AIM — Starting with the first line and going on through the line with "POLYGON ((0 339, 454", write out only those lines again, substituting "paved road" for "asphalt pavement" and leaving everything else unchanged.
━━━
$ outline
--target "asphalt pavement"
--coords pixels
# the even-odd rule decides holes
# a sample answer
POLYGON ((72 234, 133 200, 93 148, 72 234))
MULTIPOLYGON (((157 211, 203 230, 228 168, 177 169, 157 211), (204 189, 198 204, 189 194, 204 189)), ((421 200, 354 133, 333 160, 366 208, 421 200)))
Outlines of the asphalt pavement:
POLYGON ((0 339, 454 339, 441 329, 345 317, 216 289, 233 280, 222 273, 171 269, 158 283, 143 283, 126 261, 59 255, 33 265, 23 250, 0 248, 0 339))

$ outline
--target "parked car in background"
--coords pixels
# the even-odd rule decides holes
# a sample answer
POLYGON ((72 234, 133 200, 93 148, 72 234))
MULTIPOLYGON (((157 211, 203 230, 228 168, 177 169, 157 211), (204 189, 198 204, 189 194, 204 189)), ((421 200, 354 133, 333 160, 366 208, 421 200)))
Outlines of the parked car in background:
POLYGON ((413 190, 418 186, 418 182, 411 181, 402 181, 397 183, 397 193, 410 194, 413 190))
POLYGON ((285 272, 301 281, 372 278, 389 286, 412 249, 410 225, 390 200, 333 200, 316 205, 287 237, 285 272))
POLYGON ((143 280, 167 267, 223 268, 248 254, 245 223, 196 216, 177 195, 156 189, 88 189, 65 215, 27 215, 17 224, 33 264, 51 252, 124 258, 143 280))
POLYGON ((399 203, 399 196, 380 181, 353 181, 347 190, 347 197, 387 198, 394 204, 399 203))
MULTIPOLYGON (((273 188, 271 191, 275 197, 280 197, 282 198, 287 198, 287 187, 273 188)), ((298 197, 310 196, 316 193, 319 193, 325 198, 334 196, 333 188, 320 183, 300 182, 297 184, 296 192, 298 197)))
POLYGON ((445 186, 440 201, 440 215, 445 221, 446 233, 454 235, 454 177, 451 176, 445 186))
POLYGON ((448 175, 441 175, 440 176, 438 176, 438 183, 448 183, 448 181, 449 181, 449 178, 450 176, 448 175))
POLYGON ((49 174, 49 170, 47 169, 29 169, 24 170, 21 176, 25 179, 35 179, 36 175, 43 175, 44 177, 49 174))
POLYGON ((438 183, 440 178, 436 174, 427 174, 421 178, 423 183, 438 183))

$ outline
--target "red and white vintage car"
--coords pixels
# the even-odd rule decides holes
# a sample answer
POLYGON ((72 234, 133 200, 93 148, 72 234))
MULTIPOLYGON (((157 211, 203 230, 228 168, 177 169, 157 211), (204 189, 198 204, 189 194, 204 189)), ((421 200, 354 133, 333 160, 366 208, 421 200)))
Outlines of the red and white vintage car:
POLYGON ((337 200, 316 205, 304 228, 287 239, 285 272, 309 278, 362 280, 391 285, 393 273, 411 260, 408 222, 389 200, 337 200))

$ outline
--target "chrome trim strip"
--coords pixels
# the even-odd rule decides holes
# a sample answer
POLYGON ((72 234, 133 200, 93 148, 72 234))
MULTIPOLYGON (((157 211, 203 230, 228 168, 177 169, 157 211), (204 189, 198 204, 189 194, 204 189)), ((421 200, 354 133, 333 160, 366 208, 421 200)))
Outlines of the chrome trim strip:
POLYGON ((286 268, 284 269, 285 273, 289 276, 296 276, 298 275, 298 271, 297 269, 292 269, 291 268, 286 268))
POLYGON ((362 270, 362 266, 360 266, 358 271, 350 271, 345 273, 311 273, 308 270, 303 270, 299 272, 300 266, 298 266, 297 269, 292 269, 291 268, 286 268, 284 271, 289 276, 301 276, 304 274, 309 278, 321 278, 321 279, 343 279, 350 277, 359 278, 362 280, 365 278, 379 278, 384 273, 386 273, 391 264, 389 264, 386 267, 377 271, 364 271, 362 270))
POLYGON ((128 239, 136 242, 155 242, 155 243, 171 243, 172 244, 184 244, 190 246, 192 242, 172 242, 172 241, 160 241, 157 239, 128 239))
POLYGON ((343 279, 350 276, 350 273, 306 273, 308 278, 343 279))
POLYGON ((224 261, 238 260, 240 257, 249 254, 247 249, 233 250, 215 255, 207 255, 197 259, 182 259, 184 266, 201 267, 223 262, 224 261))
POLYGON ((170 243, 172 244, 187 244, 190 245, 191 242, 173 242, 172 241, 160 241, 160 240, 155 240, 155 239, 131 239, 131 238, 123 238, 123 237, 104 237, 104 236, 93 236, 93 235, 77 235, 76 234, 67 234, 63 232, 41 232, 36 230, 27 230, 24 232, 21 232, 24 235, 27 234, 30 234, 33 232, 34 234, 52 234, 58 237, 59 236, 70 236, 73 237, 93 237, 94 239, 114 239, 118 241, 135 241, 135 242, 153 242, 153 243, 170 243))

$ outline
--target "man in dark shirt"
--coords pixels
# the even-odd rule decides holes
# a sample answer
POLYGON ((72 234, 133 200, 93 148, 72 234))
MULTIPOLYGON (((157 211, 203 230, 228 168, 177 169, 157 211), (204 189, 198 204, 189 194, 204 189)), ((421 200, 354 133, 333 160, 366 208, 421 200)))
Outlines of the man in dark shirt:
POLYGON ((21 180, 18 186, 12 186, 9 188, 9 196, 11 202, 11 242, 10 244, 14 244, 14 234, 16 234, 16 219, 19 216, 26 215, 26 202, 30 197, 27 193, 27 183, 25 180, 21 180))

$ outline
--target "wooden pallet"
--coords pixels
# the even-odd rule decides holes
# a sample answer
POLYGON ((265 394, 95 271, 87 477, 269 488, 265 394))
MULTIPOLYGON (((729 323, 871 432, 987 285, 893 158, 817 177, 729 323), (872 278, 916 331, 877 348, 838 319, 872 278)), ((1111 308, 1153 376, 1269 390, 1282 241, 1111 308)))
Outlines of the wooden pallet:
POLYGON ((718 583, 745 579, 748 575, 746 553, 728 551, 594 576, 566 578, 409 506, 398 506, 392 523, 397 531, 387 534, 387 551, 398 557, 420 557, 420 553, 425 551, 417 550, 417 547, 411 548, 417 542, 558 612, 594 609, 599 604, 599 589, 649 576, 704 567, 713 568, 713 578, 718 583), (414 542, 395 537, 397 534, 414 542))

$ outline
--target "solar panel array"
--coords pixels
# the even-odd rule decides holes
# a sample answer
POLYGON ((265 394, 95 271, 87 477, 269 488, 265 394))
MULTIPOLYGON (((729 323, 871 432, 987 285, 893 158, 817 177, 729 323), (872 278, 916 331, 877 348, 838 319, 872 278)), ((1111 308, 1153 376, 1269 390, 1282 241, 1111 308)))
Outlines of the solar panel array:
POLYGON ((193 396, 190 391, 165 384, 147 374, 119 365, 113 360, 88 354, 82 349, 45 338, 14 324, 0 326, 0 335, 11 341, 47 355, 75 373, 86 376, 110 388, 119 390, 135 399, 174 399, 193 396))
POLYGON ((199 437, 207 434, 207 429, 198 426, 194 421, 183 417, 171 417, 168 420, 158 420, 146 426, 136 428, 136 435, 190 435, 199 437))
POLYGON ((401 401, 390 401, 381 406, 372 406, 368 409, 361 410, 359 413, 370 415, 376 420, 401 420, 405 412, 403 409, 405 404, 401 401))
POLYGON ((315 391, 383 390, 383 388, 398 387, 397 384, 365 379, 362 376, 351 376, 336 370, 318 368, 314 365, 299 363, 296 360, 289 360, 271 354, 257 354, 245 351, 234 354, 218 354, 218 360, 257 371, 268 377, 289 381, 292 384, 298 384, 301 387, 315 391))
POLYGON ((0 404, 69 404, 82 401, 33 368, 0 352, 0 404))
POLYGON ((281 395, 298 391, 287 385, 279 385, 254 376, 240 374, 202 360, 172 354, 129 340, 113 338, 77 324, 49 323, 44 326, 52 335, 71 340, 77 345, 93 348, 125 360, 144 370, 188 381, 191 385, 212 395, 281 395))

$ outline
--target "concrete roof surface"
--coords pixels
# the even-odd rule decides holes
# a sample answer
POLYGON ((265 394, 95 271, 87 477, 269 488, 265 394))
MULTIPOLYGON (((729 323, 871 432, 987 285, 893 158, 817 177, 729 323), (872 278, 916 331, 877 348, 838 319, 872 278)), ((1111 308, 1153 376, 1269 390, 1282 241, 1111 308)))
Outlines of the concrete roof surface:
━━━
OUTPUT OF THE TASK —
$ outline
--target "paved road"
--coords pixels
# the even-odd rule decides holes
# a sample answer
POLYGON ((72 234, 133 200, 93 148, 72 234))
MULTIPOLYGON (((157 211, 203 230, 228 168, 177 169, 157 211), (204 189, 198 204, 189 194, 204 189)), ((421 200, 354 133, 333 160, 366 208, 421 200)))
Outlines of the paved road:
POLYGON ((0 339, 454 339, 441 329, 345 317, 216 289, 233 280, 222 273, 171 269, 158 283, 143 283, 126 261, 59 255, 33 265, 23 250, 0 248, 0 339))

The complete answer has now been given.